[START OF THE DATA]
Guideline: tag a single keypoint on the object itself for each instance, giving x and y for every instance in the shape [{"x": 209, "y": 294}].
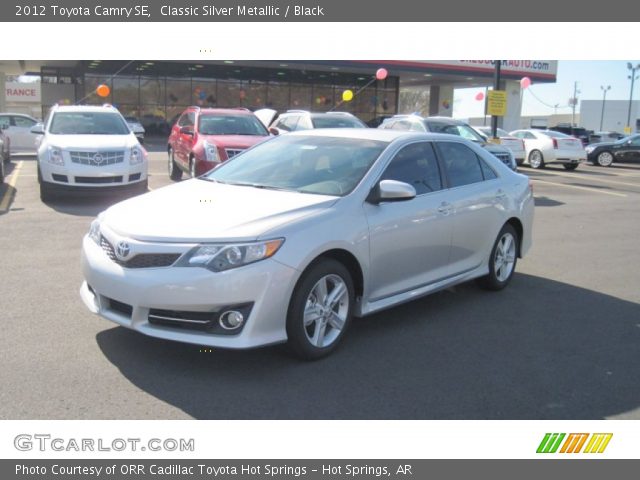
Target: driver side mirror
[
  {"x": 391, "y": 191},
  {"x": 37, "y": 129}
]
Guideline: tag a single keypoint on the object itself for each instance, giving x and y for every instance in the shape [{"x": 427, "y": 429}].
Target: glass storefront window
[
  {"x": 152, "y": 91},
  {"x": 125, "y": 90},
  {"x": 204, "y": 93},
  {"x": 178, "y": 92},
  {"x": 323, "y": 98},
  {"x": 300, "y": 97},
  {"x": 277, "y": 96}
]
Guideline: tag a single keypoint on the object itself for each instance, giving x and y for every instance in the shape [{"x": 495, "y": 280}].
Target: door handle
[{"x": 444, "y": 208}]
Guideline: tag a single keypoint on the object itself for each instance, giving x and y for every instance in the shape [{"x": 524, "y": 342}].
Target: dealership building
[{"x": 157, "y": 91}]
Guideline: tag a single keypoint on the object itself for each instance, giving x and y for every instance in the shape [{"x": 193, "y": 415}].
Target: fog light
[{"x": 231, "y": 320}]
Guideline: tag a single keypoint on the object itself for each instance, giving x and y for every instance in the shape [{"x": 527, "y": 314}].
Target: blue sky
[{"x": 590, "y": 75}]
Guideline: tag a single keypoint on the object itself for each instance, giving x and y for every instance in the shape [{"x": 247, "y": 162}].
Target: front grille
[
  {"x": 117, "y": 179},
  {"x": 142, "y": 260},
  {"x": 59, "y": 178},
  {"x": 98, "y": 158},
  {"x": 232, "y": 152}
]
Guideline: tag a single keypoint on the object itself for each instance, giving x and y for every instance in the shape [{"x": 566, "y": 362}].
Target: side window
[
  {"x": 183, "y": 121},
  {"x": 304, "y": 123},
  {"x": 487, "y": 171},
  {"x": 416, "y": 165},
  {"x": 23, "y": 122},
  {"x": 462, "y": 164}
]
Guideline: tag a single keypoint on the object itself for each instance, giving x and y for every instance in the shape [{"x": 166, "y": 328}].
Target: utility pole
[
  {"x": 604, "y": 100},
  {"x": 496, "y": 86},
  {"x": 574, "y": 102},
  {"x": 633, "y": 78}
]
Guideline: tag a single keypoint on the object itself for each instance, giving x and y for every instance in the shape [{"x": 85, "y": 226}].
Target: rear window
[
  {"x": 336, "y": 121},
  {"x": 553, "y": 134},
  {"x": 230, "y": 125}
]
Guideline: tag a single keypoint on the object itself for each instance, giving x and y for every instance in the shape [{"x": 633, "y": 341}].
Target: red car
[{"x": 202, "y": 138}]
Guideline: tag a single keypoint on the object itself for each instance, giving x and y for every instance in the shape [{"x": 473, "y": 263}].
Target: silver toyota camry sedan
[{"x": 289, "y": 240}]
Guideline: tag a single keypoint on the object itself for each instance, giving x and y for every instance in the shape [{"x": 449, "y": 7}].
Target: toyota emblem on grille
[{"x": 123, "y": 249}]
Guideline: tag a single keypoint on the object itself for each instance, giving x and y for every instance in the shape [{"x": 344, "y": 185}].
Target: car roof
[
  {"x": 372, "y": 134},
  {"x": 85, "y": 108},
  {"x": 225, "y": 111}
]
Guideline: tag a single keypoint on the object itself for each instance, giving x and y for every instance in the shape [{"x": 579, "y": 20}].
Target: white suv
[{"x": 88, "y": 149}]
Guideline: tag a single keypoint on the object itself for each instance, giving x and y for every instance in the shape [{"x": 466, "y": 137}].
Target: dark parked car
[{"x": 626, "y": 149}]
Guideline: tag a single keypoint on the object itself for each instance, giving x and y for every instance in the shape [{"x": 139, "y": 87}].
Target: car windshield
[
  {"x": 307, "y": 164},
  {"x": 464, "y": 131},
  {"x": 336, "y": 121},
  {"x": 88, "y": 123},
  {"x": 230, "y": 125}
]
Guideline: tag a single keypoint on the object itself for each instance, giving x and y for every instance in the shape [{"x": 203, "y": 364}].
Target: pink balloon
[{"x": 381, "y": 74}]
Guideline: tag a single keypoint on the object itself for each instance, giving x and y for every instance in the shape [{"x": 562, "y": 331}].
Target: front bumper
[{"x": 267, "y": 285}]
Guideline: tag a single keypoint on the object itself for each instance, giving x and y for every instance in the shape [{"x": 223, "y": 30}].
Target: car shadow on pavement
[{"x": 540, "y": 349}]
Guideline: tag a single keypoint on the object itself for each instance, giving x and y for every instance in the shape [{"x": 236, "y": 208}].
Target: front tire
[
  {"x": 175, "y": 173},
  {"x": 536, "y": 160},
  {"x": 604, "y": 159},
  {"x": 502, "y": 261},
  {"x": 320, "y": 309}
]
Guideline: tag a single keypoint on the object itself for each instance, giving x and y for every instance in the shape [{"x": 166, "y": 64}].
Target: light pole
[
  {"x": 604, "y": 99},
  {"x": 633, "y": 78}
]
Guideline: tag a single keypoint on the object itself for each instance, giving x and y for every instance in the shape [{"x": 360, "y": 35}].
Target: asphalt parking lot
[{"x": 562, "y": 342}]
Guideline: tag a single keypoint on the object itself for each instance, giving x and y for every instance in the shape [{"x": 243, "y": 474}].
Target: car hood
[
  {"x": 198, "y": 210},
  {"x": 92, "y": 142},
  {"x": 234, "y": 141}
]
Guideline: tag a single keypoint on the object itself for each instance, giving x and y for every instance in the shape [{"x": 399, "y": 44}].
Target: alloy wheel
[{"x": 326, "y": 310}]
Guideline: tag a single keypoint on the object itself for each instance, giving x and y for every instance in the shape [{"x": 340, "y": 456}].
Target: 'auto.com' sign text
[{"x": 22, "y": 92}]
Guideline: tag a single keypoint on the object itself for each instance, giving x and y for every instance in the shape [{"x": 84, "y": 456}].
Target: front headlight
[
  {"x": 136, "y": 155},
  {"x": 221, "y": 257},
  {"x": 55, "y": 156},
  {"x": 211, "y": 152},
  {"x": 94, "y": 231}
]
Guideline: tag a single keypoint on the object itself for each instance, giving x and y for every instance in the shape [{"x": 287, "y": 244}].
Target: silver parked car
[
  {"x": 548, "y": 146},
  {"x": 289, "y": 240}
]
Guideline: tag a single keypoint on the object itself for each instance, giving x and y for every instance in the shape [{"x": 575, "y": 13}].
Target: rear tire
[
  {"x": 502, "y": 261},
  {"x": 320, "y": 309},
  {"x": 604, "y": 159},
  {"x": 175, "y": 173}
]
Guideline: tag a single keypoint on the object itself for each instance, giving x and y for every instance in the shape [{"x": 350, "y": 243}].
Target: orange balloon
[END OF THE DATA]
[START OF THE DATA]
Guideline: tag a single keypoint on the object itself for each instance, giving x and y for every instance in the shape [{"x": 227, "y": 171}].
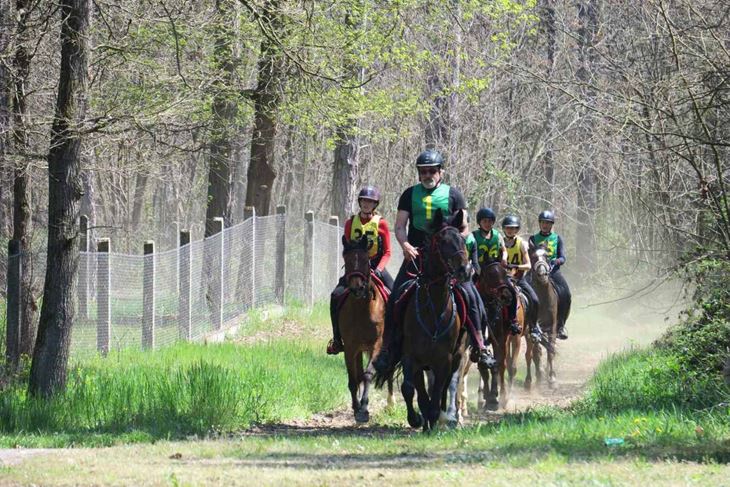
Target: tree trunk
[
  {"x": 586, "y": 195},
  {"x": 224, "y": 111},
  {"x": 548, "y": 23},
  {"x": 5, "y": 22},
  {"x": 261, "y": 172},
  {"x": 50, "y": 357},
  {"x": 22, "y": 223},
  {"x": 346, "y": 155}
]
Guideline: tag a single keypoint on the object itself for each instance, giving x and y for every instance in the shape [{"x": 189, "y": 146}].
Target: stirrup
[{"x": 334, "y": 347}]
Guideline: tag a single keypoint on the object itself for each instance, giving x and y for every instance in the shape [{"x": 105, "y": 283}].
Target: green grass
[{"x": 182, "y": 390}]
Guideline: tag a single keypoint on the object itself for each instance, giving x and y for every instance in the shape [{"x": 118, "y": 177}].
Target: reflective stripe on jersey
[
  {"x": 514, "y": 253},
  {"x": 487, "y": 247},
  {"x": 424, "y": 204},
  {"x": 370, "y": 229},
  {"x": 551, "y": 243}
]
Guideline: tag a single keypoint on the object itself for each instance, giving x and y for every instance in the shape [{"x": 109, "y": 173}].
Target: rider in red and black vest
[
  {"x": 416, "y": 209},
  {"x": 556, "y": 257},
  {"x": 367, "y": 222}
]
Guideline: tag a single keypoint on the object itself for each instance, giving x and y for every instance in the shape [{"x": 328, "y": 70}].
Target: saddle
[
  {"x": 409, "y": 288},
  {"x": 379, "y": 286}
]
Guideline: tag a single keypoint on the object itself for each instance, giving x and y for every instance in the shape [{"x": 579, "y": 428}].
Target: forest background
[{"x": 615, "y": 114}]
[END OF THE DATA]
[START OF THE DATA]
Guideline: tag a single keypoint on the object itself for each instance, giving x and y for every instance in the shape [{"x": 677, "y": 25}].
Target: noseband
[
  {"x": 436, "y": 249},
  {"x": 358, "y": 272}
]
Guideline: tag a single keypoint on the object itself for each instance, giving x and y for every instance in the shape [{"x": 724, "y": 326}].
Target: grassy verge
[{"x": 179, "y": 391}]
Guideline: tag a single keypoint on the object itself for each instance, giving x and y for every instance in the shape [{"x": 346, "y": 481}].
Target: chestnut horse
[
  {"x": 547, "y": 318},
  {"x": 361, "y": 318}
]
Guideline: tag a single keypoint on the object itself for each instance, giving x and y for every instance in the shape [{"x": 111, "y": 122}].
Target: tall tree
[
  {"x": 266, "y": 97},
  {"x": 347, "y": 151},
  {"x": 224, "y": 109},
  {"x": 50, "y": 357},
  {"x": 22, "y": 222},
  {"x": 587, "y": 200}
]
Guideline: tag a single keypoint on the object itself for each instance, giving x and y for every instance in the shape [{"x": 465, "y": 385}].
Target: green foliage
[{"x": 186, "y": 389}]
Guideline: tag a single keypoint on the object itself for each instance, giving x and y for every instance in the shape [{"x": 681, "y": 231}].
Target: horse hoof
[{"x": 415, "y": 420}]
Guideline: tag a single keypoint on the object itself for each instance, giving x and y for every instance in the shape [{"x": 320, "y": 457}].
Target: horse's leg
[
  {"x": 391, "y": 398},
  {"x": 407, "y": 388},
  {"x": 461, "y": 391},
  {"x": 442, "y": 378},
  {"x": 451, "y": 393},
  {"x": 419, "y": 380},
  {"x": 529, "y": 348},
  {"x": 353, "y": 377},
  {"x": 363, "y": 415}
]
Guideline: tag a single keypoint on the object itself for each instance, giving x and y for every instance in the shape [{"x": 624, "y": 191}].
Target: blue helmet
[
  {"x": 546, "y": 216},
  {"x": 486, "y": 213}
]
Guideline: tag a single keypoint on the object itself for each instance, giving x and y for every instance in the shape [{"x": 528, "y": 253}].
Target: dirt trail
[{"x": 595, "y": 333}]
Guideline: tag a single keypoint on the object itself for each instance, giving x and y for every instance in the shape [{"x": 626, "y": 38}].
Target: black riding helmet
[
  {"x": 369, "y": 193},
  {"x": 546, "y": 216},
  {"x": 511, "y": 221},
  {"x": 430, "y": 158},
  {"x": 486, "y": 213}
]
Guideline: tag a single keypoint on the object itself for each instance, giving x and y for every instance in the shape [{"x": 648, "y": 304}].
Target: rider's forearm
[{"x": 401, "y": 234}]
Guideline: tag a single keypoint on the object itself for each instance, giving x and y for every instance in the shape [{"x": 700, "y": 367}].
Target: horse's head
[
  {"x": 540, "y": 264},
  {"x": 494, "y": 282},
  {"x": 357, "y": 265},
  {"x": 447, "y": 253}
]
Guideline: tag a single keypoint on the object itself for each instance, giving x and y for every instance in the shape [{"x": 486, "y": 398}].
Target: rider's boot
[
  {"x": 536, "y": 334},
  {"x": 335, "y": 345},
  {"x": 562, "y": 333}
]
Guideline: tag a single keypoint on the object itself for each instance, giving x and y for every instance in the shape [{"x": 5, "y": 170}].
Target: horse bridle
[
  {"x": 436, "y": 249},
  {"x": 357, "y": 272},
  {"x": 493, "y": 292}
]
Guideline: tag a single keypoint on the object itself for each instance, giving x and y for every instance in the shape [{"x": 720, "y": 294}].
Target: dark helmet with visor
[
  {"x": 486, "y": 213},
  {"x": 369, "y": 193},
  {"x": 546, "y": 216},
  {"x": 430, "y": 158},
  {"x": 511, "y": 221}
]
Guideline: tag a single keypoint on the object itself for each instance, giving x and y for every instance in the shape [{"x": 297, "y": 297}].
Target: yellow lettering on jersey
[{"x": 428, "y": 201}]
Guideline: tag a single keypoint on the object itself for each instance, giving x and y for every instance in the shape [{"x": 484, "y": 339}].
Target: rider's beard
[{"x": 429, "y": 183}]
[END OF THE DATA]
#### [PROBLEM]
Select every line in the items above that contains the word "jersey" and copy each one out in full.

#### [ANSWER TO THE PROBLEM]
Target: reflective stripe on jersey
Target: yellow lettering on jersey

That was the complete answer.